● WHAT IS ASKED
Reproduce the listing from the line containing "find hen's leg" through the end of the listing, requests included. Shift every point coordinate in the answers by adding 131, and leave the requests and their sample formats unchanged.

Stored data
## Start

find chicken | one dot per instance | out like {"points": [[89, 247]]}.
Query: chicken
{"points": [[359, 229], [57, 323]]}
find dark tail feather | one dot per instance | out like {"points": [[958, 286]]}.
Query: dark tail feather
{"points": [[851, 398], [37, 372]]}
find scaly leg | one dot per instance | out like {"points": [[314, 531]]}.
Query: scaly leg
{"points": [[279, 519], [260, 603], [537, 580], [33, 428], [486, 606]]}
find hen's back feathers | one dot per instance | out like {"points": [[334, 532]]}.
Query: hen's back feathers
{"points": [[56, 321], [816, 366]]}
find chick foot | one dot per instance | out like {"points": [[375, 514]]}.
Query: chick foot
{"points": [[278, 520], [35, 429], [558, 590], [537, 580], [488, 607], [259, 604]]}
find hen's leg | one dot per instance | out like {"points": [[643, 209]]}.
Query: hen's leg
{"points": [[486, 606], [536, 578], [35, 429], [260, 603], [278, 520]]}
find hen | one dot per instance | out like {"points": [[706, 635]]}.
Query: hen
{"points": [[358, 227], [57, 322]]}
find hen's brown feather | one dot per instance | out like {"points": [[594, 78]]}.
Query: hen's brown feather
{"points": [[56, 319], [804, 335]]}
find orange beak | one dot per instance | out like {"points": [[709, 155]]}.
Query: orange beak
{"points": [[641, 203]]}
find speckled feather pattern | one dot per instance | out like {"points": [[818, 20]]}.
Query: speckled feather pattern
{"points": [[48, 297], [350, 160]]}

## End

● THE ANSWER
find hen's leg | one dot per instance | out like {"points": [[643, 209]]}.
Query: hen's leg
{"points": [[617, 737], [667, 709], [166, 560], [391, 734], [409, 651]]}
find hen | one dot per instance | out like {"points": [[706, 635]]}.
Query: hen
{"points": [[489, 358], [188, 453]]}
find hen's brown feather | one dot per instance | out like {"points": [[594, 78]]}.
Query: hen's brown feather
{"points": [[187, 450], [935, 466]]}
find orange beak | one dot per instance | out like {"points": [[709, 155]]}.
Query: orange beak
{"points": [[772, 334]]}
find speckled feather pattern | one dot per instance | out like {"points": [[818, 20]]}.
Query: speckled feather pattern
{"points": [[179, 428], [481, 291]]}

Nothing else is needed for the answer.